▶ **REQUESTS**:
(a) In the discussion of congressional contempt below, decide whether each statement agrees with the text: (i) the House Rules contain provisions addressing inherent contempt; (ii) a civil injunction action is described as possibly facing dismissal on political question grounds; (iii) dismissal is judged less likely in the DC Circuit than in other jurisdictions. Give yes or no for each, with the deciding words of the text quoted exactly.
(b) According to the discussion of congressional contempt below, by what kind of filing would the case still come to the courts if inherent contempt were employed?
(c) Pick up the discussion of congressional contempt below and continue it from its last sentence.

This is one of the reasons that I think it would be helpful for Marty to provide an objective analysis of the OLC opinion and try to get beyond the bumper sticker legal analysis from the WP.

BTW, Marty, I don't believe that there is anything in the House Rules that address inherent contempt (although the Parliamentarian's note to Jefferson's manual has some discussion). But I'm not sure that this would present any problem with respect to an inherent contempt proceeding. I would think that a contempt resolution would be accompanied by a special rule laying out the procedures to be followed.
 

It would seem to me that the "third option" of filing a civil injunction action might well run into a dismissal on political question grounds. Trying to decide the relative weight between a constitutional executive privilege recognized by the Supreme Court and an inherent constitutional power of Congress to demand testimony relevant to its legislative powers, likewise recognized by the Supreme Court, would be difficult to say the least. One could easily conclude that there are no judicially manageable standards for resolving the issue, plus no need, because Congress has the power to hold a person in contempt and to enforce that contempt citation. That Congress for political reasons chooses not to use that power is no reason why a court should unnecessarily decide the issue.
 

William is right that courts are very reluctant to get involved in executive-legislative disputes over information and there is a strong temptation to dismiss such cases on standing or political question grounds. I think this is less likely to happen in the DC Circuit than it might be in other jurisdictions, but it is still possible. And should the case reach the Supreme Court, all bets are off.

On the other hand, I do not think that the existence of inherent contempt as a possible alternative supports the conclusion that the courts should refuse to hear a civil contempt suit. On the contrary, if inherent contempt were employed, the case would still come to the courts, except on a habeas petition. In that situation, the courts would seem to have no alternative but to reach the merits since they can't very well let someone languish in jail because the case presents a political question. So if the courts thought that inherent contempt were a real possibility, it seems to me they would be more likely to reach the merits.
 

"This is kinda off topic, but no where have I "insist[ed] that separation of church and state does not exist." I simply don't forget that the words "or prohibiting the free exercise thereof" are part of the First Amendment."

▶ **ENTRIES PROVIDED**:
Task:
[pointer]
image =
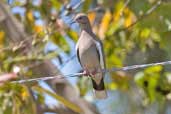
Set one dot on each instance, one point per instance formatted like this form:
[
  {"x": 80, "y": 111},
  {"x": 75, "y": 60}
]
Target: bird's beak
[{"x": 72, "y": 21}]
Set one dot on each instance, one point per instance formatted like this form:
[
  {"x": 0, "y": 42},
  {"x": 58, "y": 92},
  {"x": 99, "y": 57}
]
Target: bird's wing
[
  {"x": 101, "y": 54},
  {"x": 78, "y": 56}
]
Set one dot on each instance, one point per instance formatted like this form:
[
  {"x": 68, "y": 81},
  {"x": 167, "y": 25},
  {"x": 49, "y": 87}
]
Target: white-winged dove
[{"x": 91, "y": 56}]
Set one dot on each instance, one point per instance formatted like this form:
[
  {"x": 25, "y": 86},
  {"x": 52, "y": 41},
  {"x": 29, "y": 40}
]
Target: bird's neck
[{"x": 86, "y": 28}]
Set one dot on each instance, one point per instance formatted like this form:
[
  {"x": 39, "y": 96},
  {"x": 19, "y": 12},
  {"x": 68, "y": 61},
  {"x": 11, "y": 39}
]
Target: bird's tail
[{"x": 99, "y": 89}]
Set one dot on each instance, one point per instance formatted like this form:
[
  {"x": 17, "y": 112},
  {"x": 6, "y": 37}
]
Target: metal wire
[{"x": 114, "y": 69}]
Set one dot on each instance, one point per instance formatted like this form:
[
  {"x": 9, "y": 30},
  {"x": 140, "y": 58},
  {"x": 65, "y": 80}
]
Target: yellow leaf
[
  {"x": 104, "y": 24},
  {"x": 38, "y": 28},
  {"x": 118, "y": 9},
  {"x": 2, "y": 34},
  {"x": 129, "y": 17},
  {"x": 30, "y": 16},
  {"x": 67, "y": 103},
  {"x": 24, "y": 94}
]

▶ **SOLVED TASKS**:
(a)
(i) No: "I don't believe that there is anything in the House Rules that address inherent contempt"
(ii) Yes: "might well run into a dismissal on political question grounds"
(iii) Yes: "I think this is less likely to happen in the DC Circuit than it might be in other jurisdictions"

(b) A habeas petition.

(c)
As with the law-illiterate gun-nuts, you insist that only those snippets of the Constitution you approve have force. By contrast, everything in the Constitution has equal force at all times, including that part of the first which prohibits the gov't from supporting "religion". Nothing inhibits your right to freely exercise your "religion" -- except your responsibility to respect the rights of others to not have it imposed upon them where it doesn't belong, such as in public schools, the attendees to which are not, and cannot be made to be, "Christian," nor be made to endure the bogit's elevation of your "religion" above everyone else's.

Those facts are only complicated to the intellectually dishonest, Charles: that full clause in the first Amendment does two things: it prohibits gov't from supporting or opposing "religion".

"BTW: at least as many words establishing Executive Privilege are in the Constitution, . . . ."

I see you make no effort to substantiate that assertion. Care to try?

". . . and the U.S. Supreme Court has recognized Executive Privilege in U.S. v. Nixon. Time to give up the ghost on that canard."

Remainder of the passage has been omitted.